Extract to read
..........

And they should not have to. An employee should be able to ask for help. The system should decide whether the task belongs with a small model, a medium model, an open-weight model, a frontier model, a deterministic tool, or a human reviewer.
That is the core argument for the internal AI harness. The user chooses the job. The system chooses the model.
Usage scales faster than governance
AI usage can become material very quickly once employees get access to powerful tools, especially when agentic workflows and coding assistants enter the picture. The bill can change even if the pricing page does not.
It can change because the default model changes. It can change because users delegate more work. It can change because the model writes longer. It can change because the tokenizer changes. It can change because tools add context. It can change because agent loops become common. It can change because the harness changes.
Governance has to move upstream. The organization needs to understand task economics before premium inference becomes the default path for every request.
Cost per accepted task is the real metric
A company does not buy tokens. It buys completed work. Cost per accepted task is the right economic unit: model cost plus tool cost plus infrastructure cost plus retry cost plus review cost plus failure cost, divided by accepted outputs.
A model can be cheap per token but expensive per task if it needs more retries, produces verbose outputs, fails formatting, misses intent, or requires human correction. A model can be expensive per token but justified if it solves a high-value task correctly on the first pass and reduces review burden.
Tool use adds another layer. Tool definitions, retrieval results, prior context, retries, and verbose outputs can all turn a simple-looking agent workflow into a much larger economic event. A mature harness measures the whole task, not only the model call.
Classify the job before choosing the model
The first job of an internal AI harness is task classification. A prompt like help with this is ambiguous. The harness needs to infer the actual job: drafting, rewriting, summarizing, extracting, classifying, calculating, coding, researching, analyzing, planning, tool execution, or high-risk decision support.
Then it should classify risk: low-risk internal productivity, sensitive internal data, customer-facing output, financial analysis, legal or compliance-adjacent work, regulated data, external publication, code execution, production-system access, or high-impact decision support.
Only then should it route. A routine email rewrite can go to a small model. Invoice extraction can go to a small model plus schema validation. A financial calculation check needs a benchmark-cleared model plus deterministic validation. A board recommendation needs frontier capability and human review. Agentic research needs tool and token budgets.
The harness is the economic control plane
A good internal AI harness needs task classification, risk classification, model routing, token budgeting, validation, escalation, observability, continuous evals, and governance. These are not engineering nice-to-haves. They are the mechanisms that keep enterprise AI economically sane.
Without a harness, every user interaction becomes a direct path to vendor defaults. With a harness, the organization can decide which model handles which job, which tasks can use frontier models, which tasks require review, which tools are available, how much context is allowed, when a workflow should stop, and which outputs count as accepted.
The winning companies will not be the ones that blindly standardize on the newest model. They will be the ones that understand the work, measure the outcomes, and route each task to the right model at the right cost. Access is not architecture.

..........

(Referring-expression pointing data)
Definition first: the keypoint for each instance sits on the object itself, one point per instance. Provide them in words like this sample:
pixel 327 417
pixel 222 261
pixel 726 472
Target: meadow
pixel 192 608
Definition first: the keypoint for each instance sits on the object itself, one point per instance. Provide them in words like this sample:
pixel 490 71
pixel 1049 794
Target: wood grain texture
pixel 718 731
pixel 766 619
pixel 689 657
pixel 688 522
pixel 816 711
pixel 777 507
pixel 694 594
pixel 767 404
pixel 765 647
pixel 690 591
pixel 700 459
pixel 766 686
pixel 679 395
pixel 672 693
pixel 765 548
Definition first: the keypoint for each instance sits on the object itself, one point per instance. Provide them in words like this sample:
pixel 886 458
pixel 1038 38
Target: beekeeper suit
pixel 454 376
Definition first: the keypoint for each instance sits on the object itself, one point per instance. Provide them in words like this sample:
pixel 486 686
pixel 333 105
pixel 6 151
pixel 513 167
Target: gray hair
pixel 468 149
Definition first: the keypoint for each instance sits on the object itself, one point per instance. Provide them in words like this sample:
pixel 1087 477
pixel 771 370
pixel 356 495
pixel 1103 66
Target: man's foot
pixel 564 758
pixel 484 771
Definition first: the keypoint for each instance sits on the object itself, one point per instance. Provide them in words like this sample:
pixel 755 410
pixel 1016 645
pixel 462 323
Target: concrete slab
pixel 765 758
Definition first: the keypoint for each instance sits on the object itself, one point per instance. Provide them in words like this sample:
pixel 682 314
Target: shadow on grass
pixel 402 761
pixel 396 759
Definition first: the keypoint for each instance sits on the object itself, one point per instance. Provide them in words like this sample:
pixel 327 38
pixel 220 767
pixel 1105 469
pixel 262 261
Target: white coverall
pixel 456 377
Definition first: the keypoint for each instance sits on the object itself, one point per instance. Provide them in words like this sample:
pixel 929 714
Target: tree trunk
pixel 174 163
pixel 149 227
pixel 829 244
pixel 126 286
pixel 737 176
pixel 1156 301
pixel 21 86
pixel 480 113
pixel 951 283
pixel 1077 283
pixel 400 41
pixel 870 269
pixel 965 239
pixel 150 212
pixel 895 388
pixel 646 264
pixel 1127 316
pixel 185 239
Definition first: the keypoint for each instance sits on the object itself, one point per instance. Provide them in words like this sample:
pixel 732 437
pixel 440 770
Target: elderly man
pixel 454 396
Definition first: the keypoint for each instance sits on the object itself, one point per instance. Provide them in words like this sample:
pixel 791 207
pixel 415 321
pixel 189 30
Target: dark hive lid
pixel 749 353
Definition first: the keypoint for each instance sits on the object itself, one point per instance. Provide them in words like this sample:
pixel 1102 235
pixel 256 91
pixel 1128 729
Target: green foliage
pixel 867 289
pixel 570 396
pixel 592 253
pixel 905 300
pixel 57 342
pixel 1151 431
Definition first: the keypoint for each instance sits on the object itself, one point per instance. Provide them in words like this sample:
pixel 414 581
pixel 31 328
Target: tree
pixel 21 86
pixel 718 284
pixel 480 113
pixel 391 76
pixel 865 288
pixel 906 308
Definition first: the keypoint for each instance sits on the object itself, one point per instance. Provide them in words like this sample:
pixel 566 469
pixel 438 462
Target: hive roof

..........

Tasks to complete
1. List the costs that the text on the internal AI harness adds together when it defines cost per accepted task.
2. Summarize the text on the internal AI harness in two sentences.
3. According to the text on the internal AI harness, what does a board recommendation need?
Answer from the text on the internal AI harness alone, not from the material.

Exercise solutions
1. Model cost, tool cost, infrastructure cost, retry cost, review cost, and failure cost.

2. Because AI usage and its bill can grow faster than governance, an organization should measure cost per accepted task rather than token prices and let an internal AI harness choose the model for each job. The harness first classifies the task and its risk, then routes it to a suitable model or tool with budgets, validation, and review, acting as the economic control plane for enterprise AI.

3. Frontier capability and human review.